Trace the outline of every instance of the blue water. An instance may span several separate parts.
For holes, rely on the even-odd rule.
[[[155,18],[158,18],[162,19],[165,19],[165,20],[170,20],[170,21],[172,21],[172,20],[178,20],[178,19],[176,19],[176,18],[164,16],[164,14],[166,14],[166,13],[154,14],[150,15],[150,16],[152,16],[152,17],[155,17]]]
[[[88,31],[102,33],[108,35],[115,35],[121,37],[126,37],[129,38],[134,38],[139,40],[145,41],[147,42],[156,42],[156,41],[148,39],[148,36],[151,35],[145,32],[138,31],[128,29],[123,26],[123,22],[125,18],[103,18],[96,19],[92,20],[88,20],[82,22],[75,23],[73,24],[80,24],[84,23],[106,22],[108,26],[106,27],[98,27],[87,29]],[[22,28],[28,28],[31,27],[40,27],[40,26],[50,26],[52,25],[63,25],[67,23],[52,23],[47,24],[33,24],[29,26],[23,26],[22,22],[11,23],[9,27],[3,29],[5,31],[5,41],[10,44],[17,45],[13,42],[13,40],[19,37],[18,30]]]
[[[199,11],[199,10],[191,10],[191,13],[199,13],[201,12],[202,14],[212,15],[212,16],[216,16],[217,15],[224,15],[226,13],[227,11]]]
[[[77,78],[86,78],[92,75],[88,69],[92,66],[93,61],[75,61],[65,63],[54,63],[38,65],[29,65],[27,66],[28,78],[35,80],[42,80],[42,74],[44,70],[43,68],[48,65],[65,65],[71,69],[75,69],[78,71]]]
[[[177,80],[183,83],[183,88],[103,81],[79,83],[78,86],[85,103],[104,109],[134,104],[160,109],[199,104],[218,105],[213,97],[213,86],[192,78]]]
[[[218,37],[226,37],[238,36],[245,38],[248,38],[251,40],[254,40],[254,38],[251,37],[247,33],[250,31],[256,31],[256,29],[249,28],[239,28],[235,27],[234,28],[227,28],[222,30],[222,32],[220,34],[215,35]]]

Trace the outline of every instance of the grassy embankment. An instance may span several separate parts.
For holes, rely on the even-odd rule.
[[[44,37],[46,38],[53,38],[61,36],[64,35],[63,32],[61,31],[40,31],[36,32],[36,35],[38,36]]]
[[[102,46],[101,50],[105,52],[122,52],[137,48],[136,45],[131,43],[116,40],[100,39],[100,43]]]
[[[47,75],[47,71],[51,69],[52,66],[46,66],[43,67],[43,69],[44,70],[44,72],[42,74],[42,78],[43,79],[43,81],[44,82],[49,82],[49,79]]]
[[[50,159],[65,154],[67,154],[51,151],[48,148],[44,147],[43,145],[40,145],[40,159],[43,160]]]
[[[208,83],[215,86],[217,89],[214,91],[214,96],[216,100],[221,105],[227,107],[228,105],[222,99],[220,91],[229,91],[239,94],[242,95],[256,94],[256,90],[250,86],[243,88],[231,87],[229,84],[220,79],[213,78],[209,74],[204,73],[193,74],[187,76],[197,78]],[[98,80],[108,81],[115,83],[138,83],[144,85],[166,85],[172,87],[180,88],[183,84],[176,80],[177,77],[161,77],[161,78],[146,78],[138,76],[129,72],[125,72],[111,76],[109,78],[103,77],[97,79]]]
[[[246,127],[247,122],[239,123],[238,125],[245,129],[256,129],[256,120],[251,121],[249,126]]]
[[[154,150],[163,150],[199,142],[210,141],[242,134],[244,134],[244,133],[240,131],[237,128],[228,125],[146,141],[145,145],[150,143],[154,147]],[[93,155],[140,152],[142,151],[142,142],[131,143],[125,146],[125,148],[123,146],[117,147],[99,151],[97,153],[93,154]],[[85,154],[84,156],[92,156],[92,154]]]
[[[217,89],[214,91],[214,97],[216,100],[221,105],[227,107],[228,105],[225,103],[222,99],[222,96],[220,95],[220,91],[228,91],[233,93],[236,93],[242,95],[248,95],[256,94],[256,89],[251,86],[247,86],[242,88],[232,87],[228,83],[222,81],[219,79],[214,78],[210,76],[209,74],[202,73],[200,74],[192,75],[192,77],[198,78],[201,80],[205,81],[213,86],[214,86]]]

════════

Which lines in the rows above contain the string "span"? Find each one and copy it out in full.

Answer to the problem:
Trace the outline of every instance of the blue water. An instance may span several separate parts.
Trace the outline of every instance of the grassy embankment. An instance may span several separate parts.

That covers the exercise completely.